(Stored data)
━━━━━━━━━━
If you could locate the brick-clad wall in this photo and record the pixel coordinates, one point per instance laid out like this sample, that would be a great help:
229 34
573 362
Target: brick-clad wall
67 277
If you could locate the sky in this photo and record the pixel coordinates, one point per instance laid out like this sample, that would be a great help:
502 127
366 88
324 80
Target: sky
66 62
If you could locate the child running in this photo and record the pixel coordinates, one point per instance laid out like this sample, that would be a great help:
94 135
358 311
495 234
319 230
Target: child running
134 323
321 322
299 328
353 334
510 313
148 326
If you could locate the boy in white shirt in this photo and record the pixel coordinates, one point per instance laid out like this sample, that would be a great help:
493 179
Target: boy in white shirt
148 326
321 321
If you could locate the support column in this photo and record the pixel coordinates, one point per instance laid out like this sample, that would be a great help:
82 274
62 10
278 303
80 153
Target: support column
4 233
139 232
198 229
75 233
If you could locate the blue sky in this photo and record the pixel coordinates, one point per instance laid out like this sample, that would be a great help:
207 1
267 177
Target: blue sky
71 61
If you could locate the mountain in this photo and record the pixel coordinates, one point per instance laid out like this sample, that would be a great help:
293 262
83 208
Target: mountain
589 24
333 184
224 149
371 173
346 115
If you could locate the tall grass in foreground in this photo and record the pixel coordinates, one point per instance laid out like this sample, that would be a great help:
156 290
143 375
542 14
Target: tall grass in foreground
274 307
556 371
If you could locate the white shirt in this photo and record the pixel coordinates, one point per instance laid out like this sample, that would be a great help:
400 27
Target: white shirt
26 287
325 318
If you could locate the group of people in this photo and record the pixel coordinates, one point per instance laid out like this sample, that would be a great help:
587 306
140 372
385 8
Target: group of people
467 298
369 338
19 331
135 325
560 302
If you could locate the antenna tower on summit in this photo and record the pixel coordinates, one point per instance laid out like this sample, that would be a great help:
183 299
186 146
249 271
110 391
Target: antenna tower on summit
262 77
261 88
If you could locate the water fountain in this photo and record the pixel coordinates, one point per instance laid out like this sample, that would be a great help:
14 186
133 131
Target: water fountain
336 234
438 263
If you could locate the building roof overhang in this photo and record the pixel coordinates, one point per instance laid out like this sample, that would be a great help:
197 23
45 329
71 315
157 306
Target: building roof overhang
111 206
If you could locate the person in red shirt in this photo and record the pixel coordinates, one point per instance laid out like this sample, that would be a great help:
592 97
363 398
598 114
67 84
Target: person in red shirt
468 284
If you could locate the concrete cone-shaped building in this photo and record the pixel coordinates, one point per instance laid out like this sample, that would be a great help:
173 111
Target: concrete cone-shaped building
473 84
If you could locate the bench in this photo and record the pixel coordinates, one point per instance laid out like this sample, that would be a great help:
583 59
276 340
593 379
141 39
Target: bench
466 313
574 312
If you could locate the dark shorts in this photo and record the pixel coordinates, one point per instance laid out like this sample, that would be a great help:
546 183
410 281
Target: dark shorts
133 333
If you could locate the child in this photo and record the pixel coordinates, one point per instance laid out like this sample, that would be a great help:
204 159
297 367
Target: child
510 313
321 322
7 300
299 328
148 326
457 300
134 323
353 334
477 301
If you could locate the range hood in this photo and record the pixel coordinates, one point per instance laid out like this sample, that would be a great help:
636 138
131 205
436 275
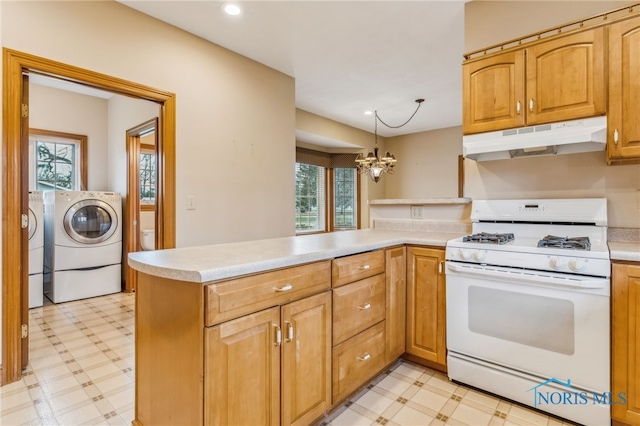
━━━━━━━━━━
**Exercise description:** Leaving the pictures aside, give back all the records exactly as they are.

**Problem solution:**
If you could locate the brick-clad wall in this photo and record the pixel coordinates, one point per instance laid out like this sample, that would be a great help:
229 34
573 362
Target: brick-clad wall
67 277
If you could locate the sky in this photo and record the pixel coordinates, one point per instance laid out like this sample, that would be a great help:
502 127
366 88
324 80
Target: sky
66 62
If you could locate the child running in this photo and record the pixel coordinates, one point per instance laid out like this sample, that would be a great help:
94 135
358 311
495 234
319 230
Target: child running
134 323
321 322
299 328
353 334
510 313
148 326
If you could locate the boy in white shirt in this photo and record the pixel coordinates, one point per instance laid out like this sample, that would be a great help:
493 179
Target: boy in white shirt
148 326
321 321
If you could locate the support column in this photo and record the pixel coordinates, one point per instance laid out like this sample, that would be a great help:
82 274
62 10
278 303
80 153
Target: support column
4 233
139 232
198 229
75 233
If you could locate the blue sky in this photo and record the pixel coordinates, one point per instance laid out like this sample, that would be a great help:
207 1
267 177
Target: blue sky
71 61
If you could locate the mountain in this photo and record the pixel coordinates, one point per instance laid out like this sample, that would be a great help:
293 262
83 208
Target: mountain
589 24
333 184
224 149
371 173
346 115
If you could locate the tall grass in foreground in this photo and record the pixel coordinates, one point per instance laid out like this sample, that would be a great help:
156 290
143 375
542 14
Target: tall grass in foreground
274 307
556 371
If you could locate the white shirt in this photo and record the pixel coordinates, one point per instance laid out like this sample, that would be a great help:
400 27
Target: white shirt
26 287
325 318
If you could locate the group of people in this photo and record the pixel coordinates, one point per instance laid out like this sample, that would be a great help:
587 306
140 372
385 8
Target: group of people
467 298
369 338
19 331
135 325
560 302
If you could locate the antenna tower on summit in this photo and record the pixel coordinates, one point per instance laid out like this sample, that would be a great help:
183 299
186 146
249 271
110 391
Target: antenna tower on summit
262 77
261 88
If you could locate the water fountain in this photo and record the pixel coordinates, one point per instance laid out like this sample, that would be a great help:
14 186
133 131
Target: water fountain
336 234
438 263
If you could locate the building roof overhang in this photo and record the pixel coordinates, one point per instance laid out like this sample, that would be a great help:
197 23
45 329
71 315
157 306
Target: building roof overhang
111 206
If you could locate the person in red shirt in this photo and record the pixel coordinates, one point per instance laid out like this sample, that would be a great help:
592 97
363 398
598 114
67 84
Target: person in red shirt
468 284
If you could locate the concrete cone-shaped building in this photo and record the pixel coordinates, one point per instance laid out like this sample, that would be a great help:
173 111
Target: concrete cone-shaped building
473 84
If you could locate the bench in this photo and record the pixel coordinates, one point per instance laid out like this sample, that would be a great help:
583 59
276 340
593 379
141 39
Target: bench
466 313
574 312
If you could locate the dark shorts in this photo and record the pixel coordinates, one point per instance laid out like this sample, that would be a great help:
546 183
410 281
Target: dark shorts
133 333
If you could locate the child in this photo and record the pixel coordinates, one point per instance laid out like this sample, that would be a great help:
204 159
297 367
Target: child
510 313
321 322
7 300
299 328
148 326
457 300
134 323
353 334
477 301
If you could locate the range hood in this photo and record the pixel coordinates, one point per instance laid out like this sample, that would be a great help:
636 138
131 205
436 275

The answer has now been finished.